Published Wednesday, January 26, 2005

Suffolk News-Herald

For the past few years, members of the Woman's Club of Suffolk have been changing the lives of hundreds of children in third-world countries. But every time she goes on a missionary trip to deliver the Club's offerings, Melva West has felt the kids change her life as well.

"I learned a whole new division of love," said West, the club's treasurer and former president, who took her first trip to the Philippines in 2002. She's also gone to Kenya and China, and will embark on her second trip to Cambodia in March.

"Their hospitals don't have laundry services or cafeterias," she said. "If the family doesn't bring them food, they don't have anything to eat. If they don't do their own wash and lay it out over the hospital lawn, the clothes don't get washed."

In conjunction with Operation Smile, which has been performing cleft lip and palate operations for third-world kids since the early 1980s, clubs from across the state make hundreds of dolls for the youths every year. On Tuesday morning, the Suffolk group, which is a member of the General Federated Woman's Club, met at Eastover Wilroy Ruritan Club to sew together roughly 100 stuffed figurines.

"Doctors draw a pretty face on the dolls to let the children know what they're going to look like when they're better," said West, pushing cotton into a doll. "I believe that God gave us two hands for a reason - one to help ourselves and one to help each other."

Roughly 20 members gathered at the shop to put their hands together, as some sewed and others stuffed.

"You can see the enthusiasm here, and know that it's worthwhile," said Dee Hill, the club president. "January is normally a pretty slow month, and I thought that instead of having a speaker, we could do this. The women couldn't get their sewing machines out fast enough."

On Monday, the dolls will be delivered to the Operation Smile headquarters on Tidewater Drive in Norfolk.

"It's nice to get together and do the work," said Anne Rountree. "It takes a long time to do them, but it's a good feeling to know that we're helping them."

Nearby, Louise Whitt measured some fabric.

"You always feel like you've helped somebody," she said. "We're increasing knowledge of people who don't have anything. It doesn't always take big things - little things can mean so much."

## Given information

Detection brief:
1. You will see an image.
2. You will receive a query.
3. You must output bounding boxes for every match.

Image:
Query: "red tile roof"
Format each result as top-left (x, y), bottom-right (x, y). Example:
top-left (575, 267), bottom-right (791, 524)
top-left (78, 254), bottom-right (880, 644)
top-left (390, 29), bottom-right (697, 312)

## Exercise A
Rewrite the paragraph of the article beginning "In conjunction with Operation Smile" as a short bulleted list that keeps its main facts.
## Exercise B
According to the article, where will the dolls be delivered on Monday?

## Answer space A
- Operation Smile has performed cleft lip and palate operations for children in third-world countries since the early 1980s.
- Working with Operation Smile, clubs from across the state make hundreds of dolls for these children every year.
- The Suffolk group belongs to the General Federated Woman's Club.
- On Tuesday morning, the group met at Eastover Wilroy Ruritan Club to sew together roughly 100 stuffed figurines.

## Answer space B
To the Operation Smile headquarters on Tidewater Drive in Norfolk.